--- start SUPPLIED DATA ---
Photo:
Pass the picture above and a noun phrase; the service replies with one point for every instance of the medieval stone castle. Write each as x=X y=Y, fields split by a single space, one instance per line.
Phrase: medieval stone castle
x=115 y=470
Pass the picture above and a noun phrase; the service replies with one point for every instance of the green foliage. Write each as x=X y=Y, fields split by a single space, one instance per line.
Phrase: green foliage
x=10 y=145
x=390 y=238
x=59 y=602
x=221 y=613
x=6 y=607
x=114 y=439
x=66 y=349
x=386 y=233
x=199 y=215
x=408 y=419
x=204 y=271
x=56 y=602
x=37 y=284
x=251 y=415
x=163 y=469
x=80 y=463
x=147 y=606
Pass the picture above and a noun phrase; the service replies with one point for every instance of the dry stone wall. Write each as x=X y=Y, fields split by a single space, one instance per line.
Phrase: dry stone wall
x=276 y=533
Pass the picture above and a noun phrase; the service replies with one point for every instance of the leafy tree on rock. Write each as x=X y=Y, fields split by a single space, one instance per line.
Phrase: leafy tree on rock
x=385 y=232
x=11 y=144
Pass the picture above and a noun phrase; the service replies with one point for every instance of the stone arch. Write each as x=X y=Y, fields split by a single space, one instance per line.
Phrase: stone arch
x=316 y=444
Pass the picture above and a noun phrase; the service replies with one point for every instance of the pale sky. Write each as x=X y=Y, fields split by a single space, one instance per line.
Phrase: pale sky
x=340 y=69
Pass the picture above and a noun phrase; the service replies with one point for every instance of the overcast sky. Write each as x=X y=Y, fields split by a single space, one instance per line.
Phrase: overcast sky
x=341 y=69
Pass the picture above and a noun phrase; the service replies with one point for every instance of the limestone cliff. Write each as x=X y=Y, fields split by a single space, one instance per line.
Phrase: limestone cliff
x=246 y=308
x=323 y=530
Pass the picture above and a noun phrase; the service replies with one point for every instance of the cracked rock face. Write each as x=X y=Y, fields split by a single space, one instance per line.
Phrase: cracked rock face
--- end SUPPLIED DATA ---
» WHAT IS EXPECTED
Output all of the data again. Match it exactly.

» EXERCISE ANSWER
Photo:
Pass the picture above and a noun phrase; the service replies with one point for every instance of the medieval stone castle. Write each as x=X y=Y, fields split by a single space, one instance per line.
Phrase: medieval stone castle
x=115 y=470
Pass the picture above and a noun phrase; the service replies with one point for every instance of the green foliage. Write each as x=X y=Y, fields split by a single space, one instance per line.
Phrase: green foliage
x=10 y=145
x=390 y=238
x=59 y=602
x=221 y=613
x=6 y=607
x=114 y=439
x=66 y=349
x=386 y=233
x=199 y=215
x=408 y=419
x=204 y=271
x=56 y=602
x=37 y=284
x=251 y=415
x=163 y=469
x=80 y=463
x=147 y=606
Pass the picture above and a noun phrase; the service replies with one point for every instance of the dry stone wall. Write each as x=X y=Y, fields split by a single space, one instance per line.
Phrase: dry stone wall
x=276 y=533
Pass the picture above and a noun phrase; the service replies with one point for every instance of the leafy tree on rock. Write each as x=X y=Y, fields split by a single space, one instance per line.
Phrase: leafy tree on rock
x=385 y=232
x=11 y=144
Pass the picture above and a noun phrase; the service replies with one point for every instance of the stone arch. Write each as x=X y=Y, fields split by a single space, one instance per line.
Phrase: stone arch
x=316 y=444
Pass the picture above and a noun phrase; the service replies with one point for every instance of the pale sky. Write each as x=X y=Y, fields split by a single space, one instance per line.
Phrase: pale sky
x=340 y=69
Pass the picture above and a noun phrase; the service replies with one point for every instance of the overcast sky. Write each as x=X y=Y, fields split by a single space, one instance per line.
Phrase: overcast sky
x=341 y=69
Pass the picture above and a noun phrase; the service replies with one point for every instance of the limestone cliff. Write each as x=X y=Y, fields split by a single space, one instance per line.
Phrase: limestone cliff
x=246 y=308
x=323 y=530
Pass the picture above and a noun phrase; the service replies with one point for every instance of the cracked rock face. Write each as x=X y=Y, fields split by a single space, one instance per line.
Phrase: cracked rock face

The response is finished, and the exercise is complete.